SOURCE DOCUMENT

============

Prep Time 15 minutes
Cook Time 15 minutes
Total Time 30 minutes
Servings: 4 servings

Ingredients
  

  • Shrimp: 1 to 1.5 pounds raw large shrimp, peeled and deveined (tails optional)
  • Cooked grains: Brown rice, white rice, or quinoa (about 4 cups cooked)
  • Black beans: 1–2 cans, drained and rinsed
  • Corn: 1 cup frozen or canned corn (or fresh grilled corn, cut off the cob)
  • Bell pepper: 1–2, any color, diced
  • Red onion: 1 small, finely diced
  • Cherry tomatoes: 1 pint, halved (or 2 large tomatoes, chopped)
  • Avocado: 1–2, diced or sliced
  • Cilantro: Small bunch, chopped
  • Limes: 2–3, for juice and wedges
  • Seasonings for shrimp: Chili powder, cumin, smoked paprika, garlic powder, salt, black pepper
  • Olive oil: Or avocado oil, for cooking
  • Salsa or pico de gallo: Store-bought or homemade
  • Greek yogurt or light sour cream: For a high-protein crema
  • Optional toppings: Jalapeño, shredded lettuce, hot sauce, shredded cheese, pickled red onion

Method
 

  1. Cook your base: Prepare rice or quinoa according to package directions. Fluff and keep warm. For extra flavor, add a squeeze of lime and a pinch of salt after cooking.

============

DIRECTIONS
#1 Summarize the shrimp recipe in two sentences.
#2 Continue the shrimp recipe's method after its first step.
You won't need the rows for this.

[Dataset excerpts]
============

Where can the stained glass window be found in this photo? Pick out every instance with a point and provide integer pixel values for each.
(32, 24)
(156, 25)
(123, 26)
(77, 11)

============

ANSWERS TO THIS EXERCISE
#1 The shrimp recipe makes 4 servings and takes 30 minutes in all, 15 to prep and 15 to cook. It uses raw shrimp, cooked rice or quinoa, black beans, corn, fresh vegetables, avocado, cilantro, limes, seasonings, oil, salsa, and Greek yogurt or light sour cream, and it begins by cooking the rice or quinoa and keeping it warm.

#2
  2. Mix the seasoning blend: In a small bowl, combine 1 teaspoon chili powder, 1 teaspoon cumin, 1 teaspoon smoked paprika, 1/2 teaspoon garlic powder, 1/2 teaspoon salt, and 1/4 teaspoon black pepper. Adjust heat with a pinch of cayenne if you like spice.
  3. Prep the shrimp: Pat shrimp dry with paper towels so they sear instead of steam. Toss with 1 tablespoon olive oil and the seasoning blend until evenly coated.
  4. Chop the veggies: Dice bell pepper and red onion, halve tomatoes, chop cilantro, and slice avocado right before serving. If using canned corn and beans, drain and rinse them.
  5. Make the high-protein crema: Stir together 1/2 cup Greek yogurt, juice of 1/2 lime, a pinch of salt, and 1–2 teaspoons salsa or hot sauce. Thin with a splash of water if needed until spoonable.
  6. Cook the shrimp: Heat a large skillet over medium-high. Add 1 tablespoon oil. Arrange shrimp in a single layer and cook 1–2 minutes per side, just until pink and opaque. Don’t overcook.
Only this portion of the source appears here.